In the year 2000, eight cases of bronchiolitis obliterans were detected in former employees of a microwave popcorn plant. Many of these individuals had initially been misdiagnosed as having other pulmonary diseases such as COPD and asthma. NIOSH investigated the worksite and suggested that artificial butter flavoring containing diacetyl was the most likely causative agent for the cases of bronchiolitis obliterans. Follow up investigations at the plant revealed that 25% of employees had abnormal spirometry exams. The plant effectively implemented changes reducing air concentrations of diacetyl by 1 to 3 orders of magnitude in the years following. A stabilization of respiratory symptoms was seen after this point in those who had been exposed to high levels of diacetyl. However, declines in lung function as measured by spirometry continued. Other studies also found cases of bronchiolitis obliterans in workers at 4 other microwave popcorn production facilities. Additionally further studies have demonstrated a large increase in abnormal spirometry values in workers exposed to flavoring chemicals with a clear dose-response relationship.

In 2006, the International Brotherhood of Teamsters and the United Food and Commercial Workers petitioned the U.S. OSHA to promulgate an emergency temporary standard to protect workers from the deleterious health effects of inhaling diacetyl vapors. The petition was followed by a letter of support signed by more than 30 prominent scientists. On January 21, 2009, OSHA issued an advance notice of proposed rulemaking for regulating exposure to diacetyl. The notice requests respondents to provide input regarding adverse health effects, methods to evaluate and monitor exposure, and the training of workers. That notice also solicited input regarding exposure and health effects of acetoin, acetaldehyde, acetic acid and furfural.

In 2007, two bills in the California Legislature sought to ban the use of diacetyl. The bills died in the Senate.

In 2012, Wayne Watson, a regular microwavable popcorn consumer for years, was awarded US$7.27 million in damages from a federal jury in Denver, which decided his lung disease was caused by the chemicals in microwave popcorn and that the popcorn's manufacturer, Gilster-Mary Lee Corporation, and the grocery store that sold it should have warned him of its dangers.

> [DATA SUPPLIED]:
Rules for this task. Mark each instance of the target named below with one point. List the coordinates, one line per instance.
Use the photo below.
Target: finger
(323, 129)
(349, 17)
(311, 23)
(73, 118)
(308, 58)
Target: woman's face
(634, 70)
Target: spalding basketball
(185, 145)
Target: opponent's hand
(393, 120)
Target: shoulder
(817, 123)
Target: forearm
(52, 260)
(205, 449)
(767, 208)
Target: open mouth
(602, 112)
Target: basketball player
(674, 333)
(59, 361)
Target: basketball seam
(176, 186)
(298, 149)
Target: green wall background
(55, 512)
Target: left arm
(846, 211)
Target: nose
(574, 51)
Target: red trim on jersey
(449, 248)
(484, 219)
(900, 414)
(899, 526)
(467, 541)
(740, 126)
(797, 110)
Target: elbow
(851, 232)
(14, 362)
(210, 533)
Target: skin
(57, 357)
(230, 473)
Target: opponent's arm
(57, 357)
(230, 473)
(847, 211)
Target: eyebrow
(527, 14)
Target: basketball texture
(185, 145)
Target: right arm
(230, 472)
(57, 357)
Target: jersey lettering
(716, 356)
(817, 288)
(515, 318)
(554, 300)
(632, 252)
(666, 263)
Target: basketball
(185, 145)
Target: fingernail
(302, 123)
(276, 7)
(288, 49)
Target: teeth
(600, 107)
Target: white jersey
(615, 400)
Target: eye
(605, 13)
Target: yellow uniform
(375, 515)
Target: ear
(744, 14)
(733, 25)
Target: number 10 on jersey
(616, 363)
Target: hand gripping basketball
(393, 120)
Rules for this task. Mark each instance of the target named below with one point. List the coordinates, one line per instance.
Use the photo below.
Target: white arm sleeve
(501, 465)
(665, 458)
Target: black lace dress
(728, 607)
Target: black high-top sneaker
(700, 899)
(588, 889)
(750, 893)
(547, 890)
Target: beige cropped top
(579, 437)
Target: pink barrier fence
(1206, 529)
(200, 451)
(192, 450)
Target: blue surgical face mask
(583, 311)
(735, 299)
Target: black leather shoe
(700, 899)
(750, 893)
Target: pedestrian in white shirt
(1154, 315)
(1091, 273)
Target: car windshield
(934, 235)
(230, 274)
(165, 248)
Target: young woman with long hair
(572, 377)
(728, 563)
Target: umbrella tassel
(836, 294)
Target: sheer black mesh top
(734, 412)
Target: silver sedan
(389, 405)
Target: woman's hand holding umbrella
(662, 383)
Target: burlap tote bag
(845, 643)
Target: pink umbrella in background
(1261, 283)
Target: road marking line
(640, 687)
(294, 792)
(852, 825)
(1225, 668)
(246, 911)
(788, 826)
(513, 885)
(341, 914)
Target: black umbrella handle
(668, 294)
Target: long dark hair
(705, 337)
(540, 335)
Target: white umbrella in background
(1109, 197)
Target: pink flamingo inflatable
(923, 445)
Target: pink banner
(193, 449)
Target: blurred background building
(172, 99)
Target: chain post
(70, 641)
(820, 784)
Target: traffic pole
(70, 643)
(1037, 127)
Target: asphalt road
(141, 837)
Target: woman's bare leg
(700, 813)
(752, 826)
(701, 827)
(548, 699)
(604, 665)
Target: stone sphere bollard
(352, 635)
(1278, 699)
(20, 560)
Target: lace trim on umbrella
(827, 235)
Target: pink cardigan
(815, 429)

> [PROBLEMS AND TASKS]:
A) For each statement, say whether the text on diacetyl exposure supports it, and quote the deciding words from the text. (i) Follow-up investigations at the popcorn plant found abnormal spirometry exams in a quarter of employees. (ii) After the plant reduced diacetyl concentrations, declines in lung function stopped. (iii) The two 2007 California bills to ban diacetyl passed the Senate.
B) Continue the text on diacetyl exposure, starting after its final sentence about the 2012 jury award.
The listing is separate material and has no connection to the text on diacetyl exposure.

> [SOLVED PROBLEMS]:
A)
(i) Yes: "Follow up investigations at the plant revealed that 25% of employees had abnormal spirometry exams."
(ii) No: "However, declines in lung function as measured by spirometry continued."
(iii) No: "The bills died in the Senate."

B)
==Regulation==
The European Commission has declared diacetyl is legal for use as a flavouring substance in all EU states. As a diketone, diacetyl is included in the EU's flavouring classification Flavouring Group Evaluation 11 (FGE.11). A Scientific Panel of the EU Commission evaluated six flavouring substances (not including diacetyl) from FGE.11 in 2004. As part of this study, the panel reviewed available studies on several other flavourings in FGE.11, including diacetyl. Based on the available data, the panel reiterated the finding that there were no safety concerns for diacetyl's use as a flavouring.

In 2007, the European Food Safety Authority (EFSA), the EU's food safety regulatory body, stated its scientific panel on food additives and flavourings (AFC) was evaluating diacetyl along with other flavourings as part of a larger study.

In 2007, the Flavor and Extract Manufacturers Association recommended reducing diacetyl in butter flavorings. Manufacturers of butter flavored popcorn including Pop Weaver, Trail's End, and ConAgra Foods (maker of Orville Redenbacher's and Act II) began removing diacetyl as an ingredient from their products.

A 2010 U.S. OSHA Safety and Health Information Bulletin and companion Worker Alert recommend employers use safety measures to minimize exposure to diacetyl or its substitutes.